## [WHAT YOU WILL DO]
The listing below should be copied in full, word for word.

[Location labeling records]
>> start

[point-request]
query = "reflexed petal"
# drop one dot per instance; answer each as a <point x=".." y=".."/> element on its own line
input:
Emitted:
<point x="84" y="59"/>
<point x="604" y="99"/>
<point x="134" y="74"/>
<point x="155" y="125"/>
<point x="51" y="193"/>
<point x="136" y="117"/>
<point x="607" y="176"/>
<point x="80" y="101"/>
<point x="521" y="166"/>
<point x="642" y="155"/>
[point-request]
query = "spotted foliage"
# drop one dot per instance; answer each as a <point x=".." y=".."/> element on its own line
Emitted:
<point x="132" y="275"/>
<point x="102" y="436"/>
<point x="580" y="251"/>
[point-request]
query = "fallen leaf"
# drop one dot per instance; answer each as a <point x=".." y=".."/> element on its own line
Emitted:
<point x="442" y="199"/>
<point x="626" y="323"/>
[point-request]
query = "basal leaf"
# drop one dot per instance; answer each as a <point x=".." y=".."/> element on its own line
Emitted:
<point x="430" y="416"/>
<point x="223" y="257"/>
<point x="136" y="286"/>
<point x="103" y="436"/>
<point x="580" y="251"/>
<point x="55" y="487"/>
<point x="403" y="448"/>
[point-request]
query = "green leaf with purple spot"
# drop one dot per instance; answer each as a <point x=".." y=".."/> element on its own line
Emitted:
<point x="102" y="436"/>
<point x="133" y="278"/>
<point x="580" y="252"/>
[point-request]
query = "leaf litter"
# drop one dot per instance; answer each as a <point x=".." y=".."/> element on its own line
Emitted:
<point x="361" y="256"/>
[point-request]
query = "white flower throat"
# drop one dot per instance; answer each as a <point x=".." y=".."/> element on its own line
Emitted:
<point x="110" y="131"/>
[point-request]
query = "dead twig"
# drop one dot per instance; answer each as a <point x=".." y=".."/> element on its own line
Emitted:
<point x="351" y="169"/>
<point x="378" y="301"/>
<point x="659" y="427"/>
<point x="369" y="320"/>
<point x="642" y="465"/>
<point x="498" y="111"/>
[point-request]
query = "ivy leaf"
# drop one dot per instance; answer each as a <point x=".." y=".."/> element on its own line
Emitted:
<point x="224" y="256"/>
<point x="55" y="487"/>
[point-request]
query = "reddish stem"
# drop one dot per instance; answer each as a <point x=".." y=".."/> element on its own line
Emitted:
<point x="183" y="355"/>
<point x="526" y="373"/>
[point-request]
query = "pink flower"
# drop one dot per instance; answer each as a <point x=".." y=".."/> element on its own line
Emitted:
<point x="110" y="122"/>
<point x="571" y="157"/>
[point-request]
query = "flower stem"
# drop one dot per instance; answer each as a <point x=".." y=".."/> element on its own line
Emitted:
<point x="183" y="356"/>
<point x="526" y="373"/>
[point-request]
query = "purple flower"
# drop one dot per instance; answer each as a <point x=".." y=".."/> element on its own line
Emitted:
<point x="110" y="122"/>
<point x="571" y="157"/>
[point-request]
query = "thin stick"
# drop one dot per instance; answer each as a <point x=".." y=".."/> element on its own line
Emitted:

>> end

## [WRITTEN SOLUTION]
[point-request]
query = "reflexed petal"
# drop one dot per instance; answer each as a <point x=".." y=".."/> element on its own line
input:
Emitted:
<point x="84" y="59"/>
<point x="604" y="99"/>
<point x="134" y="74"/>
<point x="155" y="125"/>
<point x="51" y="193"/>
<point x="136" y="117"/>
<point x="607" y="176"/>
<point x="80" y="101"/>
<point x="521" y="166"/>
<point x="642" y="155"/>
[point-request]
query = "spotted foliage"
# drop one dot per instance; answer each as a <point x=".." y=".."/> element on its own line
Emitted:
<point x="132" y="275"/>
<point x="102" y="436"/>
<point x="580" y="251"/>
[point-request]
query = "fallen leaf"
# drop one dot per instance; answer each as a <point x=".." y=".."/> element on its own line
Emitted:
<point x="442" y="199"/>
<point x="626" y="323"/>
[point-request]
query = "basal leaf"
# drop one dot per instance; answer each as a <point x=".." y=".."/> element on its own line
Emitted:
<point x="430" y="416"/>
<point x="223" y="257"/>
<point x="136" y="286"/>
<point x="103" y="436"/>
<point x="580" y="251"/>
<point x="55" y="487"/>
<point x="403" y="448"/>
[point-request]
query = "green leaf with purple spot"
# drop one dot per instance; answer each as a <point x=".." y=".."/> element on its own line
Emitted:
<point x="102" y="436"/>
<point x="133" y="278"/>
<point x="580" y="252"/>
[point-request]
query = "leaf litter"
# drop one dot per instance; answer each as a <point x=".." y=".."/> element on its own line
Emitted:
<point x="361" y="256"/>
[point-request]
query = "white flower throat"
# drop one dot per instance; answer each as a <point x=".." y=".."/> element on its own line
Emitted:
<point x="110" y="131"/>
[point-request]
query = "dead twig"
# drop one dot per instance; answer each as a <point x=".." y=".."/> element on its own line
Emitted:
<point x="351" y="169"/>
<point x="378" y="301"/>
<point x="659" y="427"/>
<point x="369" y="320"/>
<point x="642" y="465"/>
<point x="498" y="111"/>
[point-request]
query = "ivy leaf"
# drop one dot per instance; answer each as a <point x=".." y=".."/> element on its own line
Emitted:
<point x="224" y="256"/>
<point x="55" y="487"/>
[point-request]
query = "reddish stem"
# drop one dot per instance; answer each as a <point x=".." y=".."/> element on its own line
Emitted:
<point x="183" y="355"/>
<point x="526" y="373"/>
[point-request]
query = "pink flower"
# drop one dot per instance; answer each as a <point x=".." y=".."/> element on its own line
Emitted:
<point x="110" y="122"/>
<point x="571" y="157"/>
[point-request]
query = "flower stem"
# drop one dot per instance; answer each as a <point x=".." y=".."/> element on its own line
Emitted:
<point x="183" y="356"/>
<point x="526" y="373"/>
[point-request]
query = "purple flower"
# drop one dot per instance; answer each as a <point x=".." y=".."/> element on its own line
Emitted:
<point x="110" y="122"/>
<point x="571" y="157"/>
[point-request]
query = "thin stick"
# drop one dot per instance; answer each as a <point x=".." y=".."/> element on its own line
Emitted:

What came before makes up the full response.